### Document passage ###

Alabama Redistricting Map Blocked, SCOTUS Partisanship Debate Reignites — Here's What's Actually New
A three-judge federal panel blocked Alabama Republicans' new congressional map this week, ruling it still violated the Supreme Court's Voting Rights Act mandate. Meanwhile, fresh data and a new USA Today analysis are cutting against the dominant media narrative that the Court is purely partisan — and the numbers are more complicated than either side wants to admit.

Alabama's Map Is Dead. Again.

A three-judge federal panel blocked Alabama Republicans' redrawn congressional map on Tuesday, according to The Hill.

The judges ruled it still failed to comply with the Supreme Court's directive in Allen v. Milligan — the 2023 decision that told Alabama it needed a second majority-Black district. Alabama Republicans drew a new map anyway. The panel said: not good enough.

This is not a new fight. But Tuesday's ruling is the latest concrete development in an ongoing legal saga. The federal panel directly contradicted Alabama Republicans' argument that their revised map satisfied the Court's requirements.

The Supreme Court told Alabama to fix its map. Alabama fixed it. The federal panel looked at the fix and said it does not work. Alabama Republicans are now running out of runway.

The Broader SCOTUS Partisanship Fight — What's Actually New

Justice Ketanji Brown Jackson issued a public broadside against the conservative supermajority following the Louisiana redistricting decision. The story has moved.

A USA Today opinion piece published June 23, 2025 — by Dace Potas — pushes back hard on the partisan-Court narrative with actual data that mainstream coverage is largely ignoring.

Only 20% of Americans view the Supreme Court as politically neutral, according to recent polling cited by USA Today. That's a legitimacy crisis hiding in plain sight.

Potas argues the perception is badly distorted. Earlier this month, the Court ruled on a religious liberty case, a firearms case, and a DEI case. All three were unanimous. The media barely covered any of them. Why? Because unanimous decisions don't fit the partisan warfare narrative that drives clicks and cable segments.

The Barrett Problem Nobody Wants to Talk About Honestly

The most revealing data point in the USA Today analysis involves Justice Amy Coney Barrett.

The left calls her a Trump sycophant. MAGA calls her a liberal in disguise. Both are wrong, and both are embarrassing themselves.

What did Barrett actually do to earn all this heat? She voted against Trump on the Alien Enemies Act deportation case. She voted against freezing USAID funds. That's it. Two votes.

She also joined the majority to overturn Roe v. Wade, restore handgun carry rights, and eliminate race-based affirmative action. According to Potas, the MAGA backlash against Barrett for two dissents — while ignoring a track record that would make any conservative proud — is exactly the kind of bad-faith scorekeeping that's destroying honest conversation about the Court.

###

--- Task goal ---
Copy the article again, beginning at the words "This is not" and stopping after "out of runway.", but swap "runway" for "time". The records have nothing to do with this.

### Material provided ###

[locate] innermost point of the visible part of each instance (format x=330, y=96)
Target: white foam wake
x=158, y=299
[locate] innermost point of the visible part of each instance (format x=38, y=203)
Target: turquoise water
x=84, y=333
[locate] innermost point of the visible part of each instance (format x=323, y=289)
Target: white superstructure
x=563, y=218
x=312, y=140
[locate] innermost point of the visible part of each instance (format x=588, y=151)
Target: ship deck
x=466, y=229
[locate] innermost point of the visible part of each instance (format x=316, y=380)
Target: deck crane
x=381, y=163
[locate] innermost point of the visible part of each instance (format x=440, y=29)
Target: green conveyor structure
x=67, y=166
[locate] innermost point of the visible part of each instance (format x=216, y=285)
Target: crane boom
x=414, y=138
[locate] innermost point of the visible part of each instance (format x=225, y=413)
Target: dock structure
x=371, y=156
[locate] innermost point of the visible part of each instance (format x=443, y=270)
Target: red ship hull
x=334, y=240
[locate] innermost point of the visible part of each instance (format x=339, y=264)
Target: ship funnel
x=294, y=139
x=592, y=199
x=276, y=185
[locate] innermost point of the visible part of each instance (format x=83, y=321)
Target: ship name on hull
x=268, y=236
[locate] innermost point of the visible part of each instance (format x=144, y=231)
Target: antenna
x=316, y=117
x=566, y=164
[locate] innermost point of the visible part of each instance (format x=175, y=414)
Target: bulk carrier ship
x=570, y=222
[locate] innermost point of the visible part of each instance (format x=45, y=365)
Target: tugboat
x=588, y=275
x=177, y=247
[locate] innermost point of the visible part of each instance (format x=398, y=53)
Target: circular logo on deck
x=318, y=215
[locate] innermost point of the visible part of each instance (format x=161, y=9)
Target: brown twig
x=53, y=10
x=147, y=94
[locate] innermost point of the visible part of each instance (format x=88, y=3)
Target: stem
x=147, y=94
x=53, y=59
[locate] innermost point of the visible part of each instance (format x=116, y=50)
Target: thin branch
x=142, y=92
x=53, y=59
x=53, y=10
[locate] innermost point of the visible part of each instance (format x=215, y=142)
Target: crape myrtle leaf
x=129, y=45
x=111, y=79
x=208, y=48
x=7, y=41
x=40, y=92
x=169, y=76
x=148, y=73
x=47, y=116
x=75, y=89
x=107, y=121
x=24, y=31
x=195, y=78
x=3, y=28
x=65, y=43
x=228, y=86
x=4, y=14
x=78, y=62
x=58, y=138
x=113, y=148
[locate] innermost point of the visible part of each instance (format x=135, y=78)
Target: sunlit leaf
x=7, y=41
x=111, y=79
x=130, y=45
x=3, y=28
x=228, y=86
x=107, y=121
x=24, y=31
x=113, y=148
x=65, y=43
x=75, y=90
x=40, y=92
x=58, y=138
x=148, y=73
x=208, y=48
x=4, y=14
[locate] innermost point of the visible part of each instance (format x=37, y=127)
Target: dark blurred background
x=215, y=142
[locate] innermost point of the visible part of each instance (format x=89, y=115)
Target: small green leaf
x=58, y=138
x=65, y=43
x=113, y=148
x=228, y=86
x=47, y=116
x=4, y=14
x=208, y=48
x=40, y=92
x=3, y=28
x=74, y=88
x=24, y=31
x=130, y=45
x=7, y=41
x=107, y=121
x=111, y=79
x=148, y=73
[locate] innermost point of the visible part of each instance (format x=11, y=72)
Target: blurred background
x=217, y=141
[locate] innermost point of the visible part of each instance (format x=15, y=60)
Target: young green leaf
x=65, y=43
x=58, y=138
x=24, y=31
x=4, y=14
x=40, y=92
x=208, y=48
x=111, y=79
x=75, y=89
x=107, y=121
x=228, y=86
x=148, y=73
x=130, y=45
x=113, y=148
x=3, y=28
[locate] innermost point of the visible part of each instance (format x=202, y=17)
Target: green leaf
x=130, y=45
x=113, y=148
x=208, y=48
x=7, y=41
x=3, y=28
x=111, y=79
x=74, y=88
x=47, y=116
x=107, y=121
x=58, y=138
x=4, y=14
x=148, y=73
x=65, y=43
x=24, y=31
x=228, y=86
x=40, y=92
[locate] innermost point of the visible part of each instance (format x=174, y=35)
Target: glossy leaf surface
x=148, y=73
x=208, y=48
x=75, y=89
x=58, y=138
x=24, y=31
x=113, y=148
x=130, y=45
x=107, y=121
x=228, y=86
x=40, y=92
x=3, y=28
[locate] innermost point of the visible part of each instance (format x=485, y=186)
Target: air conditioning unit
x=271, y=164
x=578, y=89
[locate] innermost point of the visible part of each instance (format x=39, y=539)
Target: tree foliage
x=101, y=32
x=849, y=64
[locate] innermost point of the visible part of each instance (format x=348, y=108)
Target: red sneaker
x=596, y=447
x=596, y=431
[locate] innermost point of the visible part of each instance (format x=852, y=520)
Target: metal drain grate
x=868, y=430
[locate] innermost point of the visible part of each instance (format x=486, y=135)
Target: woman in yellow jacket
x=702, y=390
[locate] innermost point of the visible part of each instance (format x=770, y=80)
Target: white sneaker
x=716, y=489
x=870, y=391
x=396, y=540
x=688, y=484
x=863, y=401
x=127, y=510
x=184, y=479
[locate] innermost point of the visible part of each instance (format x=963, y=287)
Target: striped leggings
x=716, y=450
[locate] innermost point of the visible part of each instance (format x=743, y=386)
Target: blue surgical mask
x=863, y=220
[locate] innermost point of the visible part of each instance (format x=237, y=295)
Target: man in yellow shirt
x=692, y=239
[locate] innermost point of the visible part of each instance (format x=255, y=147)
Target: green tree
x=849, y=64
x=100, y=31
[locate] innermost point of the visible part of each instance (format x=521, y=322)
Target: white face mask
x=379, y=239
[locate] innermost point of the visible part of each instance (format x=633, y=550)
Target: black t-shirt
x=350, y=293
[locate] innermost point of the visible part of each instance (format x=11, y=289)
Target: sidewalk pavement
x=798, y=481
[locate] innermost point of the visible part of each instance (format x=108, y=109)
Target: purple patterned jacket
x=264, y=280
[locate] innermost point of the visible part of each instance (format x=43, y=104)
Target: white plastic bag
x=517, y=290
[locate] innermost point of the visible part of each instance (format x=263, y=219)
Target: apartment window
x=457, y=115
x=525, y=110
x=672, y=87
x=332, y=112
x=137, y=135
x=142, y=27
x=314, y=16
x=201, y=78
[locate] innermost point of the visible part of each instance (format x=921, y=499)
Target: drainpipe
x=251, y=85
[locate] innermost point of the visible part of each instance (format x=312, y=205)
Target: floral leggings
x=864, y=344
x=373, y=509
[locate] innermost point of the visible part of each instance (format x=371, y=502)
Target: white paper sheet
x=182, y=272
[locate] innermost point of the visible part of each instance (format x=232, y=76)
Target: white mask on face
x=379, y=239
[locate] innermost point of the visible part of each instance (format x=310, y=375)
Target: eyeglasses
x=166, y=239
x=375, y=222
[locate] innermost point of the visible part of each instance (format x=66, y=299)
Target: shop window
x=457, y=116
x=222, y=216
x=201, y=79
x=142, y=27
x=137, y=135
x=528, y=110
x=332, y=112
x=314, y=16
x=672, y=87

###

--- Task response ---
This is not a new fight. But Tuesday's ruling is the latest concrete development in an ongoing legal saga. The federal panel directly contradicted Alabama Republicans' argument that their revised map satisfied the Court's requirements.

The Supreme Court told Alabama to fix its map. Alabama fixed it. The federal panel looked at the fix and said it does not work. Alabama Republicans are now running out of time.